== Consigne 1 ==
Recopiez à l'identique les lignes des enregistrements qui vont de celle contenant « of the grassy » jusqu'à la fin des enregistrements, ces deux bornes incluses.

== Extrait du texte ==
┌────────
Acta fabula
ISSN 2115-8037

2011
Octobre 2011 (volume 12, numéro 8)
Olivier Schefer

Peindre la nature sans rien céder à l’art, C. D. Friedrich

Caspar David Friedrich, En contemplant une collection de peintures, édition établie et traduite par Laure Cahen-Maurel, Paris : José Corti, 2011, 149 p., EAN 9782714310620.

Mais on voudrait crier à ses élèves : respectez la voix de la nature en vous !

C. D. Friedrich, En contemplant une collection de peintures, p. 124.

Pas de théories ! Des œuvres… Les théories perdent les hommes. Il faut avoir une sacrée sève, une vitalité inépuisable pour leur résister.

Cézanne (à Joachim Gasquet), Macula, 1978, p. 110.

1Bien qu’elle n’ait pas manqué de commentateurs savants (Werner Hoffmann, Joseph Leo Koerner, Elisabeth Décultot…) ou littéraires  (Catherine Lépront), l’œuvre du peintre allemand Caspar David Friedrich (1774‑1840) n’est pas de celle qu’il est aisé de commenter. Il faut dire que l’artiste témoigne une rare méfiance à l’égard de la réflexion théorique et de l’enseignement académique : « Qui veut savoir ce qu’est la beauté, comme si elle était unique, et qui peut l’enseigner ? Qui saurait fixer les limites de ce qui est de nature spirituelle et en énoncer les règles ? Ô hommes ordinaires, secs et durs comme le cuir, vous inventez sans relâche des règles ! La foule vous louera pour les béquilles que vous lui offrez, mais qui sent en lui une force propre se rit de vous. » (p. 55) « Les opinions et points de vue changeants, ou plutôt les logorrhées et verbiages inconsistants sur l’art, son métier et la manière de l’enseigner, se contredisent formidablement. » (p. 81) « J’ai vu beaucoup de tableaux aujourd’hui ; la plupart a un goût de fabrique, beaucoup un goût d’académie et une petite partie tout au plus peut être appelée création au sens propre. » (p. 88)
└────────
(Enregistrements du jeu de données)
┌────────
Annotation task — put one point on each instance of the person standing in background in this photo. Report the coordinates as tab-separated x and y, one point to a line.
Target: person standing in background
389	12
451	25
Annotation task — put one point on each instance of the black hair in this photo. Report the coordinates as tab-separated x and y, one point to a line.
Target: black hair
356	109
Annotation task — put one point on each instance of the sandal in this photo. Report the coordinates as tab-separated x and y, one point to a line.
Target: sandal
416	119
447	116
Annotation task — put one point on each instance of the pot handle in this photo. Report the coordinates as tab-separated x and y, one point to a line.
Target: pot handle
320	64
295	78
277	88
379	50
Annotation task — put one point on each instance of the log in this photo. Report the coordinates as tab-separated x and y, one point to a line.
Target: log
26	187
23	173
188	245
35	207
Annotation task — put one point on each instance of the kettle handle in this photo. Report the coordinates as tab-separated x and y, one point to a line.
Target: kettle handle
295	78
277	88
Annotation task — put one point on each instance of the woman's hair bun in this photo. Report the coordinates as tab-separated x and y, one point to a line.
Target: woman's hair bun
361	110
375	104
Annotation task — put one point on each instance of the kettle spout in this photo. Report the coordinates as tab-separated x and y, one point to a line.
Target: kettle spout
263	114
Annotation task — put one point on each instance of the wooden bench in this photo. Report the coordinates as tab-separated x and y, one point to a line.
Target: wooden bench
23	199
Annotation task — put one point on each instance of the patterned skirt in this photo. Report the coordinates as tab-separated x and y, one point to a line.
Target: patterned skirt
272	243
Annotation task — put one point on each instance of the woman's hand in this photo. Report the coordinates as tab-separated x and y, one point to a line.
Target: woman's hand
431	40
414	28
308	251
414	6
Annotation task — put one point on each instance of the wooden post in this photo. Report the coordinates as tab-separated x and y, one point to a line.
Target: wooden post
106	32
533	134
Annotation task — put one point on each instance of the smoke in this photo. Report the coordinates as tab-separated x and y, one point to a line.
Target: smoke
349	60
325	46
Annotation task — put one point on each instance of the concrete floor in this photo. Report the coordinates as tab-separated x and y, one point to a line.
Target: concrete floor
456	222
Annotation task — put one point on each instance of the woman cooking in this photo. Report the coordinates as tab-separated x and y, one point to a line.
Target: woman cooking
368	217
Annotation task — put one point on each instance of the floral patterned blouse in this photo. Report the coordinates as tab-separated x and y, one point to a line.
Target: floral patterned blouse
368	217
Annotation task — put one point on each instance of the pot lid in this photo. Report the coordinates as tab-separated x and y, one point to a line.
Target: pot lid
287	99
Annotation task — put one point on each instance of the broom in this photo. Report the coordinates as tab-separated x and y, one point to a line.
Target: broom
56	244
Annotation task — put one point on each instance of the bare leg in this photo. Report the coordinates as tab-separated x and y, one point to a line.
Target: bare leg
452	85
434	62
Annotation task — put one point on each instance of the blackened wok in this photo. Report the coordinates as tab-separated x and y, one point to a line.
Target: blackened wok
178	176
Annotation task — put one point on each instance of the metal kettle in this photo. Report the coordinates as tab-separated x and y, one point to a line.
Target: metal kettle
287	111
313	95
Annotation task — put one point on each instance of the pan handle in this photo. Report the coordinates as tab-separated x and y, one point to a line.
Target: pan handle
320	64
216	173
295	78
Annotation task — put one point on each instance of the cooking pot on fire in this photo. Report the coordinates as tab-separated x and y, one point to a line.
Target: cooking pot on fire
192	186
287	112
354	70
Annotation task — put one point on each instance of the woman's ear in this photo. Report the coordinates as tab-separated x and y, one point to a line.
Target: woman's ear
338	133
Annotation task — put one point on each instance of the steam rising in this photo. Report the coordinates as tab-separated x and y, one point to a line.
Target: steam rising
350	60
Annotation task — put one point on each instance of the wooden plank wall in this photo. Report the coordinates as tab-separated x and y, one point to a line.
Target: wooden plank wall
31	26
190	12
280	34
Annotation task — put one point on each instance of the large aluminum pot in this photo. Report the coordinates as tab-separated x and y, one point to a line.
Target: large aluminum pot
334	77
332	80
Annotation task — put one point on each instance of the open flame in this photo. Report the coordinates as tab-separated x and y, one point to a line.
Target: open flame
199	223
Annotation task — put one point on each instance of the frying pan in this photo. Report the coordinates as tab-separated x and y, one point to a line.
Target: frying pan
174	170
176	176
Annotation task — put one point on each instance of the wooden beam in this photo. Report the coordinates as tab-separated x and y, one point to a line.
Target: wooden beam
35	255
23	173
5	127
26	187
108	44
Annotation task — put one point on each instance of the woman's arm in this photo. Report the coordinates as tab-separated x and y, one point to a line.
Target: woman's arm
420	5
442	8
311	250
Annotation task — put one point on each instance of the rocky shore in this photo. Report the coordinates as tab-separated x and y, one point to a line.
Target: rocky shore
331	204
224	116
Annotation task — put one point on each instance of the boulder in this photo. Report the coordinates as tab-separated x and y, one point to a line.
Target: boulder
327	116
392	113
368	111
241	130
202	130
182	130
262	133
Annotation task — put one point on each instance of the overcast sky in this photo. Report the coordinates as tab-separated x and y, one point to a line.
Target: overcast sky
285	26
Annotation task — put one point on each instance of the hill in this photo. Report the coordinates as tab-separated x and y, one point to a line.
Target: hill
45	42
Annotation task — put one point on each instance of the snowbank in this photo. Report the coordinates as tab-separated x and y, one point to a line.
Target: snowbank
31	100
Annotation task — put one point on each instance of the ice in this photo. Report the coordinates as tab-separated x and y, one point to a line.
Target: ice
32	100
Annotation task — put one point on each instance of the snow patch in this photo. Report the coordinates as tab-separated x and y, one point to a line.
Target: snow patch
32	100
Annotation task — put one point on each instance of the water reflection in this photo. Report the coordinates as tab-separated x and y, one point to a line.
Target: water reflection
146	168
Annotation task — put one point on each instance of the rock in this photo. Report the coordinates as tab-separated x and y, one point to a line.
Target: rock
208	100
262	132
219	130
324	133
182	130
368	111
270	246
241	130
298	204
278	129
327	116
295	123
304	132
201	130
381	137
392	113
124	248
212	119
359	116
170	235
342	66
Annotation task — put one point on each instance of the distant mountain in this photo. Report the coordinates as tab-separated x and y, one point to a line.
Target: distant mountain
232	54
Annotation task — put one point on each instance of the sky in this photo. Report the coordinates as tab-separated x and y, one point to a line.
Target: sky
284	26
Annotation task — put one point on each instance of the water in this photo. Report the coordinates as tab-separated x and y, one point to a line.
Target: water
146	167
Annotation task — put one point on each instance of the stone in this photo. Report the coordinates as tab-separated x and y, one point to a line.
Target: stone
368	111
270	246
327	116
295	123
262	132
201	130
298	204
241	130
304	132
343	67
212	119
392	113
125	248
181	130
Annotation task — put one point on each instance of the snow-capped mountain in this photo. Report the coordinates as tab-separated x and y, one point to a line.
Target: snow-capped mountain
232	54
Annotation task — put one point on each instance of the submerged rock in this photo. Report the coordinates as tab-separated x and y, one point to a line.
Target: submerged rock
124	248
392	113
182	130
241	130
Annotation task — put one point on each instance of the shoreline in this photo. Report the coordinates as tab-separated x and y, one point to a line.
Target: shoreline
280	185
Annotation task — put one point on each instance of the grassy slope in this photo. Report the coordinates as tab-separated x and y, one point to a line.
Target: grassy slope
└────────
== Consigne 2 ==
Poursuivez le texte sur l'œuvre de Caspar David Friedrich à partir de sa dernière phrase.

== Résultat 1 ==
Annotation task — put one point on each instance of the grassy slope in this photo. Report the coordinates as tab-separated x and y, one point to a line.
Target: grassy slope

== Résultat 2 ==
2On a presque tout dit pourtant de l’œuvre de Friedrich ; qu’elle était mystique, irrationnelle, panthéiste, onirique, réflexive (métapicturale), symbole de la religion romantique de l’art, qu’elle préfigurait l’abstraction picturale (Robert Rosenblum, 1975) et parfois la synesthésie symboliste et moderne (cf. le catalogue du Musée d’Orsay, Les Origines de l’abstraction). Mais on a oublié de l’écouter, lui qui parlait peu. Il est vrai que les rares écrits de ce formidable « taiseux » (brefs essais, correspondance, aphorismes et poèmes) étaient pour la plupart inconnus de ses contemporains. Il fallut attendre 1999 pour que paraisse la première édition critique allemande du présent volume. En France, les écrits du peintre n’ont été dévoilés qu’au travers de traductions toujours partielles 1. La présente édition, établie avec beaucoup de soin et de précision par L. Cahen-Maurel, vient donc fort à propos réparer une lacune, en offrant la première traduction intégrale de ce curieux Salon esthétique, dont le titre complet est : Considérations en contemplant une collection de peintures d’artistes en grande partie encore vivants ou morts depuis peu.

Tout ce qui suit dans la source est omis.